Document extract:
Last week, when I needed it most, Billy turned off his engine and climbed down from his tractor. “You don’t know what joy it brings me when I come ’round the bend and see your little car parked there,” he said. “Seeing you makes my morning.” He couldn’t have known how much I needed to be reminded that someone saw something good in me.
Parking in that same spot this morning, I realized I missed Santa Billy and the sound of his tractor engine.
When Everything Stops
I turned off my car engine, left the key in the ignition, and shut off my headlights. Despite the wind, rain, and darkness, I got my daily Snapchat post started – three short video clips from pre to post sunrise. Between shots, I stayed in my car and journaled, watching the birds fly, soaring and diving. I wished I could do the same.
It didn’t matter that it was cold and dreary. If I could have stayed all day, I would have. But when I turned the key to head home and change for work, the engine sputtered, the dash lights flickered. My car wouldn’t start.
My solitude became isolation. Not a car in sight.
I thanked God that my husband had cell reception at work today. Students would enter my room in fifty-five minutes. Twenty minutes for him to reach me, five to jump the battery, seven more home – cutting it close, but at least I had makeup in my gym bag. I put on my face, styled my hair, and by the time Tony arrived, the jumper cables were already connected to my battery.
Racing Against Time
Minutes later, I was home, throwing on clothes while my second cup of coffee brewed. I grabbed my badge and drove to work, twenty minutes later than usual, stuck behind a school bus at the light on Highway 17 across from the school. At 7:48 – seven minutes until students would walk into my classroom – the bus wouldn’t cross the street. An endless line of cars formed behind me.
I texted my department chair at 7:55, then called the main office only to learn the school building had no power and kids were being kept on buses. I reached my classroom door just as the first student arrived after being released into a powerless building.
Finding Light in the Dark
“Ms. Ramos, will we still test? Do we get to go home? Why isn’t the Wi-Fi working?”
The questions came rapid-fire. I answered them all with one response: “I understand you have questions. I don’t know anything more than you do. We’ll wait for an update from the principal.”

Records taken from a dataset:
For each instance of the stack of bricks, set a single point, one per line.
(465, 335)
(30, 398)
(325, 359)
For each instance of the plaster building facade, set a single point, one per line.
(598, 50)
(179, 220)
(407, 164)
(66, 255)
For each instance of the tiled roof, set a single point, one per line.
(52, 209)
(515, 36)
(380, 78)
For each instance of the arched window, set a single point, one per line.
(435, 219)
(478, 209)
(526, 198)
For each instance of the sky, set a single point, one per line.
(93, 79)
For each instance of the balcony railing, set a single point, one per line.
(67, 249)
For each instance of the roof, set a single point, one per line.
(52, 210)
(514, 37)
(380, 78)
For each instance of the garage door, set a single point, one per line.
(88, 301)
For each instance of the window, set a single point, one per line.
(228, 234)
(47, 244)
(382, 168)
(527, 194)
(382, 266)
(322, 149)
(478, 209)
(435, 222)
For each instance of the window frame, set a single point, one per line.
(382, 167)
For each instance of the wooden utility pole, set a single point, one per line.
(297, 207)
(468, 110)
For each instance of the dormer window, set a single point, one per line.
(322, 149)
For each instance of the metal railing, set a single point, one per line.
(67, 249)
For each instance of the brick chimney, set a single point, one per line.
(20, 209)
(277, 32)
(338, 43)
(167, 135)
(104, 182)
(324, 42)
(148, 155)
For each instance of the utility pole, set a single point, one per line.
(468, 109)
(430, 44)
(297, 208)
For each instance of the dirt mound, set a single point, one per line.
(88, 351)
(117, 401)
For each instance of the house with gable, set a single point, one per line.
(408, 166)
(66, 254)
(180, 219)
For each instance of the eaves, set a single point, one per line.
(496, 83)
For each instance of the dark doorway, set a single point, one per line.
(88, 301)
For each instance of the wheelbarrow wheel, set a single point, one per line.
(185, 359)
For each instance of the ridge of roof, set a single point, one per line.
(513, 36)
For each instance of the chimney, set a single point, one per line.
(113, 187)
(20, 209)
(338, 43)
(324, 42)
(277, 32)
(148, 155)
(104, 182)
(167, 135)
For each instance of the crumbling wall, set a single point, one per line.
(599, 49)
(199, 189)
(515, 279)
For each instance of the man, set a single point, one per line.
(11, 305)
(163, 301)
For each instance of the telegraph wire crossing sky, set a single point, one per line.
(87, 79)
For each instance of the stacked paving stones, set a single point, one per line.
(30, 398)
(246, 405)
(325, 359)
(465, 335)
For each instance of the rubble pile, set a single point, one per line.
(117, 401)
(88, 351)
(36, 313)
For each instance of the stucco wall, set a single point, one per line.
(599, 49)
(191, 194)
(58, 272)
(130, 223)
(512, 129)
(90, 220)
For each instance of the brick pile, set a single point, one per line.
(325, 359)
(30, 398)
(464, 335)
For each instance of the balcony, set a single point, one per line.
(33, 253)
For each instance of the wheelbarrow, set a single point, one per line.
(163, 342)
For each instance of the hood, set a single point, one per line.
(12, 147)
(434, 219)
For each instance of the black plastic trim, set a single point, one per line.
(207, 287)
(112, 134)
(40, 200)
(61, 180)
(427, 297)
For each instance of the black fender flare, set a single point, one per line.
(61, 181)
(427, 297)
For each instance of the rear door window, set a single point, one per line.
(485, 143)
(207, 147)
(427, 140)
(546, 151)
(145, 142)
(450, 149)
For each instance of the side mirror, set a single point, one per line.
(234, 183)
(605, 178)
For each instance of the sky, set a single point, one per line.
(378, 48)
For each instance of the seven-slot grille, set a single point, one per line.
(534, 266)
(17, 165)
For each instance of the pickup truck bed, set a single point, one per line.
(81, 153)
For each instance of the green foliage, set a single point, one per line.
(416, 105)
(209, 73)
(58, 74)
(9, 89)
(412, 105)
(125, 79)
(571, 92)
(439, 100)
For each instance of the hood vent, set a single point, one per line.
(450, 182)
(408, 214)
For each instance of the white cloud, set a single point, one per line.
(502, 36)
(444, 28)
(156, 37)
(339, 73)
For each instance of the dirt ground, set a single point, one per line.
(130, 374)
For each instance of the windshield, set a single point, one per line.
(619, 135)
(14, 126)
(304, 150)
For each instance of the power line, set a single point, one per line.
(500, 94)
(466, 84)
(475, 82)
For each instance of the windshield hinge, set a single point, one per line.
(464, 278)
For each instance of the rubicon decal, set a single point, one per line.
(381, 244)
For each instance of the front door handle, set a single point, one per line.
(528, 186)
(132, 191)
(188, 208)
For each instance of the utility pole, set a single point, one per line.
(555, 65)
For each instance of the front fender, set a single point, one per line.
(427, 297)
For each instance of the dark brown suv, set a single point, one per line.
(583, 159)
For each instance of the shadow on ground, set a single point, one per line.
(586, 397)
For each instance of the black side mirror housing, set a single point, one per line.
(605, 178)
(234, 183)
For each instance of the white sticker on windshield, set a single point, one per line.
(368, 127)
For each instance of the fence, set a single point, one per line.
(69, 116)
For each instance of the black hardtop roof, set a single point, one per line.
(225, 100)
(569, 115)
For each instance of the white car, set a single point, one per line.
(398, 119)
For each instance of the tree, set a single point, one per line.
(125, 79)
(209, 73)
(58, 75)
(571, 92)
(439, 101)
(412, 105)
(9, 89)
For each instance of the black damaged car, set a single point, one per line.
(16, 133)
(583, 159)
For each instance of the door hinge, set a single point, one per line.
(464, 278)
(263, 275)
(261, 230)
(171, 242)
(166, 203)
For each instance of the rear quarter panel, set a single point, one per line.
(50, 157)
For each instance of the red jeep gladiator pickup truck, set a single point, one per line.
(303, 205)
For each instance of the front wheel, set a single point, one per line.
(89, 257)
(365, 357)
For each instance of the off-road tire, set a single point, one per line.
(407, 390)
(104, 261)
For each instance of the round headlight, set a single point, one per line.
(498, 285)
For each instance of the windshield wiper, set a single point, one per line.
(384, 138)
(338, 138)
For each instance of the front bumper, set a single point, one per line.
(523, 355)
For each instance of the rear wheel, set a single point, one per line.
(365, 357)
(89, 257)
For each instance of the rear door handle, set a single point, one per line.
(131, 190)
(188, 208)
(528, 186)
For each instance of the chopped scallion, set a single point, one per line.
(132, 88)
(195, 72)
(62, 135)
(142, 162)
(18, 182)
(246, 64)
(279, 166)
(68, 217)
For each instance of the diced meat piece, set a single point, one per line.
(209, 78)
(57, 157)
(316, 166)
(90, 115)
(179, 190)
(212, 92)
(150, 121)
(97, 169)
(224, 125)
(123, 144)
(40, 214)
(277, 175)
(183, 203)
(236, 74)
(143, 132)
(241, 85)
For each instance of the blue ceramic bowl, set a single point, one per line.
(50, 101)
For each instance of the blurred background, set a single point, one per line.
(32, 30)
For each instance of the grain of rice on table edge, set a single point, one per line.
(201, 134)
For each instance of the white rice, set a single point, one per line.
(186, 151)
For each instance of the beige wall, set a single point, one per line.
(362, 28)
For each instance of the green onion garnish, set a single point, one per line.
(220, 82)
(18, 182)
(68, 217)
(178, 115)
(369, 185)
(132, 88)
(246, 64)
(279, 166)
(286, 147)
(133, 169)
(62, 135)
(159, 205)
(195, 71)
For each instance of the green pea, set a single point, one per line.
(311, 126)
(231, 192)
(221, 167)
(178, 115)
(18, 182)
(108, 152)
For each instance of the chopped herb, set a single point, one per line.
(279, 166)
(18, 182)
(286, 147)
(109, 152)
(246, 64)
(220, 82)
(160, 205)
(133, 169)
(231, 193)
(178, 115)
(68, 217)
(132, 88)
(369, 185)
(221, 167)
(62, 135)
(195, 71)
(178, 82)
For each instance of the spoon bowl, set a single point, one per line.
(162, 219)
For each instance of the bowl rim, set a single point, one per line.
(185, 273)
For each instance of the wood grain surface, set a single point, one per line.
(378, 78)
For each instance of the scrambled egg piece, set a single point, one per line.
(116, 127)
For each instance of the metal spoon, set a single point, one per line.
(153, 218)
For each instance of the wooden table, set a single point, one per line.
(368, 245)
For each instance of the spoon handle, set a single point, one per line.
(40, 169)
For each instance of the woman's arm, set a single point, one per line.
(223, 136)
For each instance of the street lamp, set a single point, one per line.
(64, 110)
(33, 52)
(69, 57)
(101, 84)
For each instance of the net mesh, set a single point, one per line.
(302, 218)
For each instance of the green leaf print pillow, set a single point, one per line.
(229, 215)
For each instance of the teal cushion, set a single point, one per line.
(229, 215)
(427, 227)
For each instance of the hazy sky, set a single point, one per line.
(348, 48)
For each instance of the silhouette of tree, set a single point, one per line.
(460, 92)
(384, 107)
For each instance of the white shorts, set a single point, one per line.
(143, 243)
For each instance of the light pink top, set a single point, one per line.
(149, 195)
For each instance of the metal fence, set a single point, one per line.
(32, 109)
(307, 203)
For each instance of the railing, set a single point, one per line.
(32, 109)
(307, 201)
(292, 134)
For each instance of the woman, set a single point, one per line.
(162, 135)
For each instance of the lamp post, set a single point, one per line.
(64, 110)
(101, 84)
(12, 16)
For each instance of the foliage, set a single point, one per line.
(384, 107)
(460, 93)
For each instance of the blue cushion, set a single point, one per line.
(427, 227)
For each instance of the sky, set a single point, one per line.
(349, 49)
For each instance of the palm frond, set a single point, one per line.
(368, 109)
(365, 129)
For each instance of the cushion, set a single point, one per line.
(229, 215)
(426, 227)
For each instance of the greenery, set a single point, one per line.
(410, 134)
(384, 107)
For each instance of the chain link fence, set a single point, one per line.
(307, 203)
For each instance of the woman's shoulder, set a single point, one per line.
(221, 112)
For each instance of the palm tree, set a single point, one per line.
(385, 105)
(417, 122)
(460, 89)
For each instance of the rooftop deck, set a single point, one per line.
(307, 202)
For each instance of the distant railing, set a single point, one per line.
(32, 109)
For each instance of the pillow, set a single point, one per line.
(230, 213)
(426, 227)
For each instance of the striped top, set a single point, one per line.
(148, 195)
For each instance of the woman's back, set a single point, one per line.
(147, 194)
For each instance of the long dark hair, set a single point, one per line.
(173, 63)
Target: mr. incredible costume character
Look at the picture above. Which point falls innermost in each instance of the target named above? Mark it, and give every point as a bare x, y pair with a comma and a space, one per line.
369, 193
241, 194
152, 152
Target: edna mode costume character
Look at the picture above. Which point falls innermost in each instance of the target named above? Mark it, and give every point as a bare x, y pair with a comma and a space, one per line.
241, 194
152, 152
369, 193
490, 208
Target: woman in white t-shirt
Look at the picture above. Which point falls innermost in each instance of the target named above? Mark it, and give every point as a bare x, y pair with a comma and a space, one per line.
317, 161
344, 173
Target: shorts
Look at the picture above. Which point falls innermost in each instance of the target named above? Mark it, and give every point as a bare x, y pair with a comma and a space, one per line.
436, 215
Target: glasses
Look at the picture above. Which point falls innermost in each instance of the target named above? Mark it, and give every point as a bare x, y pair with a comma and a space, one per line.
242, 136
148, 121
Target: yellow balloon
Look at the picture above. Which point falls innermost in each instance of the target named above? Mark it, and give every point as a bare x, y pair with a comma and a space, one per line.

What you should do:
Please write out, word for word, the part of the stalled-car story that runs from "It didn’t matter" down to "car wouldn’t start.". These entries come from a separate source.

Exercise output:
It didn’t matter that it was cold and dreary. If I could have stayed all day, I would have. But when I turned the key to head home and change for work, the engine sputtered, the dash lights flickered. My car wouldn’t start.